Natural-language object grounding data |
-----
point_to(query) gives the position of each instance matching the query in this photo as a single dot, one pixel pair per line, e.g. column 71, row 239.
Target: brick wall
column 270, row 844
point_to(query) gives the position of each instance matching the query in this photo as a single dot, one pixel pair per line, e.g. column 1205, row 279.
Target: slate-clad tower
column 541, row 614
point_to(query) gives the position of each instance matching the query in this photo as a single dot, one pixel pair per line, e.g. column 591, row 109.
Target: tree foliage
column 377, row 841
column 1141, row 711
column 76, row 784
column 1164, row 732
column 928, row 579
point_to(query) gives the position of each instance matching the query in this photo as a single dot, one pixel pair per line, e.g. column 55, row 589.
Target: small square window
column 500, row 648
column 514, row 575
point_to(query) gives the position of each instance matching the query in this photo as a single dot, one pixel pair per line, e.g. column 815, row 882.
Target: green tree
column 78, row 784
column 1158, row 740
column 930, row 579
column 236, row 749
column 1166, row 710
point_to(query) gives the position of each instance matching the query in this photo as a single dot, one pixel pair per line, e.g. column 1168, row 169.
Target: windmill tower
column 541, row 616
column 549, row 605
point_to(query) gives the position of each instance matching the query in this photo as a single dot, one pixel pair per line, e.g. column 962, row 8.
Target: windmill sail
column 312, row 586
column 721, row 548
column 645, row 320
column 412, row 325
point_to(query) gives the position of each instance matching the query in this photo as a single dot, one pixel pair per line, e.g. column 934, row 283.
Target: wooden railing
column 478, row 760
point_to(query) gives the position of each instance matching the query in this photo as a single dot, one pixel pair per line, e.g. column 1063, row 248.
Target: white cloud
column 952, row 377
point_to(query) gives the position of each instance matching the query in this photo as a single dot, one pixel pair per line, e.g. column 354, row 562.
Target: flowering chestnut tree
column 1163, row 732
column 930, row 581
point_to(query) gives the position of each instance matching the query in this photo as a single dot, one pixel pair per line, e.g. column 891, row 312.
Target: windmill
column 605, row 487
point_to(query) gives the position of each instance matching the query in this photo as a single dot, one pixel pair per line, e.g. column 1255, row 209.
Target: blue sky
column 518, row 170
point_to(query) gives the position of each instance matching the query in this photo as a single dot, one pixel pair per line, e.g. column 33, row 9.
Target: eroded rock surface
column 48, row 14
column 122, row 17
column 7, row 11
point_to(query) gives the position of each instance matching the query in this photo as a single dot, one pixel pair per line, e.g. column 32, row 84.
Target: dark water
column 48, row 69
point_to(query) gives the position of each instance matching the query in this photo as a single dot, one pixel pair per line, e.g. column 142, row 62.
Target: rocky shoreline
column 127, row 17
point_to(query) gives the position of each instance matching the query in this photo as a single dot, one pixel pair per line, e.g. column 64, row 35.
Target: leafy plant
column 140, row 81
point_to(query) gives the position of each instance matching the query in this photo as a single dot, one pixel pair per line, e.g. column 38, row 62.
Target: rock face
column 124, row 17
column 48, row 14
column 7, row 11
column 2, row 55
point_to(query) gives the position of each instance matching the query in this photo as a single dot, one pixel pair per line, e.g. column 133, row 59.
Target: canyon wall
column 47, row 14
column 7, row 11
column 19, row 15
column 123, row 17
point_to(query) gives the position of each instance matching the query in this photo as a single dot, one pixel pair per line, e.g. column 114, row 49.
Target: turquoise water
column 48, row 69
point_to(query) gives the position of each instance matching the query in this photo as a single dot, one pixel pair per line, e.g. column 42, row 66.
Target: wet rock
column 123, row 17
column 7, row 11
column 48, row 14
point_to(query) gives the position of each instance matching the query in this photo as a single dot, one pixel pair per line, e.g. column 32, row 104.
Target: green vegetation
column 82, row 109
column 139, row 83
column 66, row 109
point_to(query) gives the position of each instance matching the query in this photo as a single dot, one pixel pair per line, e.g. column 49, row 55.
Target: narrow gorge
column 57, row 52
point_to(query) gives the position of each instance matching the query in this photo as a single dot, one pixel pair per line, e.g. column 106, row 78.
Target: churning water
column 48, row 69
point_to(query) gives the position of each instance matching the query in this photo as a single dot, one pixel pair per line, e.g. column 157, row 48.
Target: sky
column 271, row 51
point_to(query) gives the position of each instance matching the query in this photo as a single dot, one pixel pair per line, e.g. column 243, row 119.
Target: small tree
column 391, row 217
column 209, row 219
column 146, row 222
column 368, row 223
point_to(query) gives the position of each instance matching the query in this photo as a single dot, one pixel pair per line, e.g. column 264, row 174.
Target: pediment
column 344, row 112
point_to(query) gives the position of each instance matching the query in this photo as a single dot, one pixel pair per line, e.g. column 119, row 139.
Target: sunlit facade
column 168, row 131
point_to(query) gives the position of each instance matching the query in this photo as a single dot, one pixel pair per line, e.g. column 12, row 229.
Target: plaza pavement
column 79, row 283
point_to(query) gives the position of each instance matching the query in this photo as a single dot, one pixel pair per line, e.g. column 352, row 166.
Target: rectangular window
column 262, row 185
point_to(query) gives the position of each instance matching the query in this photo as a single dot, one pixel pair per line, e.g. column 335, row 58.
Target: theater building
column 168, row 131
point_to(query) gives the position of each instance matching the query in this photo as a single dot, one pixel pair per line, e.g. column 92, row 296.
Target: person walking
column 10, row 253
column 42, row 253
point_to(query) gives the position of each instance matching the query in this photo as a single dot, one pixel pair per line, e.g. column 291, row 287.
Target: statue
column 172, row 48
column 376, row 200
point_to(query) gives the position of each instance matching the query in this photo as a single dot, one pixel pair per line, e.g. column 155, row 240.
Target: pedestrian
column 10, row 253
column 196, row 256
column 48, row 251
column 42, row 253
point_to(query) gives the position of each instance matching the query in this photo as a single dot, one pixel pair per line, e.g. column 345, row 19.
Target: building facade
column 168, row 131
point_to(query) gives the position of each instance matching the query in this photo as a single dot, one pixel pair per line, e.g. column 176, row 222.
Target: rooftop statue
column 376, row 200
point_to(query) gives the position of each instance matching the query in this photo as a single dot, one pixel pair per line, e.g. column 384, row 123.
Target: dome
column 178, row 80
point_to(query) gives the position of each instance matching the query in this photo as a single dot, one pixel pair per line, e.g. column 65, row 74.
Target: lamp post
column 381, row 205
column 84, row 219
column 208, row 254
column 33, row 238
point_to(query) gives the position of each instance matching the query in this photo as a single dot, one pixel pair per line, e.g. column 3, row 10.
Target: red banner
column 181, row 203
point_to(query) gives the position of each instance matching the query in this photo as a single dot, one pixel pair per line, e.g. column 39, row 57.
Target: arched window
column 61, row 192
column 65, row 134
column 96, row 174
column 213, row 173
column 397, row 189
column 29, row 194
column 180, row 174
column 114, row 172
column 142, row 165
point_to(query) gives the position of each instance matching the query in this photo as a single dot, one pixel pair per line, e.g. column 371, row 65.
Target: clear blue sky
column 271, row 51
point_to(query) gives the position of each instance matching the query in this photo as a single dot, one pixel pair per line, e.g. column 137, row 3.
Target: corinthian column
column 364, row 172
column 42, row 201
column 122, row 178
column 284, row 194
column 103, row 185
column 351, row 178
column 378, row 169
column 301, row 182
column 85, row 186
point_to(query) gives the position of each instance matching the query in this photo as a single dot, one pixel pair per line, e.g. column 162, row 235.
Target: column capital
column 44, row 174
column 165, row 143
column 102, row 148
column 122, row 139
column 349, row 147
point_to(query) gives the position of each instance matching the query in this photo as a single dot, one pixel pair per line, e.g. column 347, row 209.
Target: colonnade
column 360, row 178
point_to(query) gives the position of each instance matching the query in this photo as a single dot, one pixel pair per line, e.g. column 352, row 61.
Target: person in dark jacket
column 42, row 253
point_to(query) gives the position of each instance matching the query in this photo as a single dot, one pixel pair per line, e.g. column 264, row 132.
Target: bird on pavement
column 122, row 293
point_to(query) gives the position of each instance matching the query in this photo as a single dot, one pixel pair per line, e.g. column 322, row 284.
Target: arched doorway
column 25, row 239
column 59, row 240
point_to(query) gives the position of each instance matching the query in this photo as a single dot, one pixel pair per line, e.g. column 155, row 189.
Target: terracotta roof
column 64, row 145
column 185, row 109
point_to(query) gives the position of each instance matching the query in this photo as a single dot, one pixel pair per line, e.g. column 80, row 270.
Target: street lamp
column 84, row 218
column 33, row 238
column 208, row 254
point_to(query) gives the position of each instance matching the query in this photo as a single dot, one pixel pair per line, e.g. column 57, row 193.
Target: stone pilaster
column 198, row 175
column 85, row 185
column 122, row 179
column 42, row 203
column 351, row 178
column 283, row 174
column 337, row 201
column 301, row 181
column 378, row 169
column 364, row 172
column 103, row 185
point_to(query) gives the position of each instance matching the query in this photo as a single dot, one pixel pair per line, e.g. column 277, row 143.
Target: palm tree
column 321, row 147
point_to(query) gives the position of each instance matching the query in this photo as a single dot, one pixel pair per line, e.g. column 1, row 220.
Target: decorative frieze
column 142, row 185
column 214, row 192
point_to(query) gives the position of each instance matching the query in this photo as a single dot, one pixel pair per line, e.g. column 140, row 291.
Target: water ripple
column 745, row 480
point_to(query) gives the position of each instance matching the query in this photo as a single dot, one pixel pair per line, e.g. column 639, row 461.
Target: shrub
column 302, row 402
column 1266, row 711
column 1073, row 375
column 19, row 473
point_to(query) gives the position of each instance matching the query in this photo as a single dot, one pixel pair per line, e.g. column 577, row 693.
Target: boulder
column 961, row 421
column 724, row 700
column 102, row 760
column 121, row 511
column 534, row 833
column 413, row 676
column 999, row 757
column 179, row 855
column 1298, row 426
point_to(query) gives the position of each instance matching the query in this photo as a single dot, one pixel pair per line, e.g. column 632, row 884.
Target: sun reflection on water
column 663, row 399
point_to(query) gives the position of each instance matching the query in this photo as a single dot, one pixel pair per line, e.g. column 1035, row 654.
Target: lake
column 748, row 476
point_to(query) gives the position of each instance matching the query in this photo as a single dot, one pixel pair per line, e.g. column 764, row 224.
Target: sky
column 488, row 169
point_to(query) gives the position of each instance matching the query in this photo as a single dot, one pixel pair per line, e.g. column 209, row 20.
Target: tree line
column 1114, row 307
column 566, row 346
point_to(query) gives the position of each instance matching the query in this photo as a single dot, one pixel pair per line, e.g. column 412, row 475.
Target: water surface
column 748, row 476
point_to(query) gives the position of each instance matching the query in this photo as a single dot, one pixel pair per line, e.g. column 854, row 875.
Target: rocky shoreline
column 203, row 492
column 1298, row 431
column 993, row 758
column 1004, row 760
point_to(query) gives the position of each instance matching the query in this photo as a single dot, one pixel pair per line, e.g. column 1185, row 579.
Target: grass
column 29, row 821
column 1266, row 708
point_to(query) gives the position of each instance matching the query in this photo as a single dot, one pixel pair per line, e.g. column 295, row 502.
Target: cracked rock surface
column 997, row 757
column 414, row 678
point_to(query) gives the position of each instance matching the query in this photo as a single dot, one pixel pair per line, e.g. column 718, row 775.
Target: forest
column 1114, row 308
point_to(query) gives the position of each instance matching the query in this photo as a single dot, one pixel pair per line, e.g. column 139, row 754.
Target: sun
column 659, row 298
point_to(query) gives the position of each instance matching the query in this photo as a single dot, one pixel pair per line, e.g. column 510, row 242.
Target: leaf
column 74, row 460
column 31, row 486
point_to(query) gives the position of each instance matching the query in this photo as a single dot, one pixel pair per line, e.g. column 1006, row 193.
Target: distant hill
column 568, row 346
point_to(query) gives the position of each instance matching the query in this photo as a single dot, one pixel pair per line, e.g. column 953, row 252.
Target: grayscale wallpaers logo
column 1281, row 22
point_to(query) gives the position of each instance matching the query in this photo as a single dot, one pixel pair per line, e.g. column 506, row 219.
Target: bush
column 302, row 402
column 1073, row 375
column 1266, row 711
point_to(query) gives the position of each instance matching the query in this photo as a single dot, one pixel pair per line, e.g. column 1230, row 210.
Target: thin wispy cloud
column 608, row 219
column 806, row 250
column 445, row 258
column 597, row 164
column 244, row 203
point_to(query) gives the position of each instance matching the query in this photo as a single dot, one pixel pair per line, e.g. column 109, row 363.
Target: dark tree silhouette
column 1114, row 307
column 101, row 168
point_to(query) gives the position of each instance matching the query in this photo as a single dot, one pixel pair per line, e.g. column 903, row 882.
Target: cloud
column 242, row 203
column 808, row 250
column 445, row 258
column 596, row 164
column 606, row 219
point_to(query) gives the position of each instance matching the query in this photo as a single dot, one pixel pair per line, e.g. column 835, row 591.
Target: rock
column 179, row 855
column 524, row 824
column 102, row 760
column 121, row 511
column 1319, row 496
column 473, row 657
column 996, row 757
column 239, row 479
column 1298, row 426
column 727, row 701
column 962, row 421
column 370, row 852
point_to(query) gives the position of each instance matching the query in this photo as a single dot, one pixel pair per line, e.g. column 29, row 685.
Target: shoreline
-----
Aim of the exercise | All lines above from the line with "Target: shrub" through the line with "577, row 693.", both included, are to be set down exactly, with nothing else.

Output of the exercise |
Target: shrub
column 302, row 402
column 1266, row 711
column 1073, row 375
column 19, row 473
point_to(query) gives the position of each instance matching the query in this photo as a single dot, one pixel pair per line, e.g. column 577, row 693.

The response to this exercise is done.